#### Problem details
Word for word, restate every line of the material.

#### Records provided
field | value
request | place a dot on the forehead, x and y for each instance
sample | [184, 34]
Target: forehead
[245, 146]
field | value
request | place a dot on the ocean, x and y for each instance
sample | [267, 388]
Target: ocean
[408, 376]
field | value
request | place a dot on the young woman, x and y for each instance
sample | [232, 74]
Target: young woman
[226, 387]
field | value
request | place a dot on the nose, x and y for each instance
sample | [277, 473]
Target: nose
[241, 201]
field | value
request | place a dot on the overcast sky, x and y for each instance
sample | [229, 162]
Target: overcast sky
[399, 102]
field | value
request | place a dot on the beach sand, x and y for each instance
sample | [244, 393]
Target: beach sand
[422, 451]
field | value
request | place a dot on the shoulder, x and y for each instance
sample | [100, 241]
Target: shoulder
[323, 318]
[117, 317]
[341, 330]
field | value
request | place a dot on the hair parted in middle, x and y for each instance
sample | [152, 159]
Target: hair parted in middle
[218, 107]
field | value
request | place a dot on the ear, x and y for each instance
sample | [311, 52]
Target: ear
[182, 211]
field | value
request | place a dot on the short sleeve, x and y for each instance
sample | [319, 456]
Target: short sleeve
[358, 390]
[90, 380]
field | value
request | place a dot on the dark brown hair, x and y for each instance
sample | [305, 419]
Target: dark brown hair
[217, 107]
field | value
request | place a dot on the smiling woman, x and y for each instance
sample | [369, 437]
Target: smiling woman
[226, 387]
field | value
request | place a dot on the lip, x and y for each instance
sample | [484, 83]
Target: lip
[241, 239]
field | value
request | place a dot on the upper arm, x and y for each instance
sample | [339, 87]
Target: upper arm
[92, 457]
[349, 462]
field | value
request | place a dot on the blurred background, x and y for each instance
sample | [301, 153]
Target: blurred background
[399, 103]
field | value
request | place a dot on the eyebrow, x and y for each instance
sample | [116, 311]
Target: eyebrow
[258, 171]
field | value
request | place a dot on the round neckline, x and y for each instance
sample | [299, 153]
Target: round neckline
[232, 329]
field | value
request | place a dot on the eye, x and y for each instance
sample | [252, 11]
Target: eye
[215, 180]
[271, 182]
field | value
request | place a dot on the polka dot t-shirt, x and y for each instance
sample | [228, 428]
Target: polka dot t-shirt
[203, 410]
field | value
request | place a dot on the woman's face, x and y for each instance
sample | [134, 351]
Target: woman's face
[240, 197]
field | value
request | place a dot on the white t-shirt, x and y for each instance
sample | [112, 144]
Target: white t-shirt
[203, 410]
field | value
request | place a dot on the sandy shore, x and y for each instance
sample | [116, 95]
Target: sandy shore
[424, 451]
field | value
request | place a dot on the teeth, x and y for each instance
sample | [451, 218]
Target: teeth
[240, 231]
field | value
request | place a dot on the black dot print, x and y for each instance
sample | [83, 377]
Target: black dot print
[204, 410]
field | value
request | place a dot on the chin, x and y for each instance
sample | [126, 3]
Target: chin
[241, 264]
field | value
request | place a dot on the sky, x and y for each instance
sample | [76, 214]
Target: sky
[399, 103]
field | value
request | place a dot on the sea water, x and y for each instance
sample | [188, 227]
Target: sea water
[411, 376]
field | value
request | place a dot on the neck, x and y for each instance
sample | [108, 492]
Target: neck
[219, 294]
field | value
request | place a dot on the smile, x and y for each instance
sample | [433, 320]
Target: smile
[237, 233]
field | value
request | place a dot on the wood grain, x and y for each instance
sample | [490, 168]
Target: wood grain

#### Answer for this exercise
field | value
request | place a dot on the forehead, x and y for each instance
sample | [184, 34]
Target: forehead
[245, 146]
field | value
request | place a dot on the ocean, x and y for each instance
sample | [267, 388]
Target: ocean
[408, 376]
field | value
request | place a dot on the young woman, x and y for each instance
sample | [232, 74]
Target: young woman
[226, 387]
field | value
request | place a dot on the nose, x and y for each instance
sample | [277, 473]
Target: nose
[241, 201]
field | value
request | place a dot on the overcast sky, x and y for each instance
sample | [229, 162]
Target: overcast sky
[399, 102]
field | value
request | place a dot on the beach sand, x and y for each instance
sample | [244, 393]
Target: beach sand
[422, 451]
field | value
request | place a dot on the shoulder, x and y for each instance
sample | [100, 241]
Target: shoulder
[323, 318]
[117, 317]
[341, 330]
field | value
request | place a dot on the hair parted in middle, x and y for each instance
sample | [152, 159]
Target: hair parted in middle
[218, 107]
field | value
request | place a dot on the ear, x and y for each instance
sample | [311, 52]
Target: ear
[182, 211]
field | value
request | place a dot on the short sleeve, x and y for each instance
sample | [319, 456]
Target: short sleeve
[358, 390]
[90, 380]
field | value
request | place a dot on the dark brown hair, x and y for each instance
sample | [305, 419]
Target: dark brown hair
[217, 107]
field | value
request | place a dot on the smiling woman, x and y for each instance
sample | [369, 437]
Target: smiling woman
[226, 387]
field | value
request | place a dot on the lip, x and y for each instance
sample | [484, 83]
Target: lip
[241, 239]
field | value
request | place a dot on the upper arm, x and y for each instance
sample | [339, 87]
Target: upper arm
[92, 457]
[349, 462]
field | value
request | place a dot on the blurred background, x and y for each instance
sample | [301, 153]
Target: blurred background
[399, 103]
field | value
request | place a dot on the eyebrow, x and y for each instance
sample | [116, 311]
Target: eyebrow
[258, 171]
field | value
request | place a dot on the round neckline, x and y for each instance
sample | [299, 153]
Target: round neckline
[232, 329]
field | value
request | place a dot on the eye, x and y for each instance
sample | [252, 11]
Target: eye
[215, 180]
[271, 182]
field | value
request | place a dot on the polka dot t-shirt, x and y for each instance
sample | [228, 428]
Target: polka dot t-shirt
[203, 410]
field | value
request | place a dot on the woman's face, x and y for each instance
sample | [134, 351]
Target: woman's face
[240, 197]
field | value
request | place a dot on the white t-shirt, x and y for each instance
sample | [112, 144]
Target: white t-shirt
[203, 410]
field | value
request | place a dot on the sandy shore, x and y for each instance
sample | [116, 95]
Target: sandy shore
[424, 451]
field | value
request | place a dot on the teeth, x and y for each instance
sample | [451, 218]
Target: teeth
[240, 231]
field | value
request | place a dot on the black dot print, x and y for each instance
sample | [83, 377]
Target: black dot print
[204, 410]
field | value
request | place a dot on the chin, x and y for each instance
sample | [126, 3]
Target: chin
[241, 264]
field | value
request | place a dot on the sky, x and y for each instance
sample | [76, 214]
Target: sky
[399, 103]
field | value
request | place a dot on the sea water, x and y for each instance
sample | [188, 227]
Target: sea water
[411, 376]
field | value
request | place a dot on the neck, x and y for each instance
sample | [108, 492]
Target: neck
[219, 294]
field | value
request | place a dot on the smile, x and y for each instance
sample | [433, 320]
Target: smile
[237, 233]
field | value
request | place a dot on the wood grain, x and y for each instance
sample | [490, 168]
Target: wood grain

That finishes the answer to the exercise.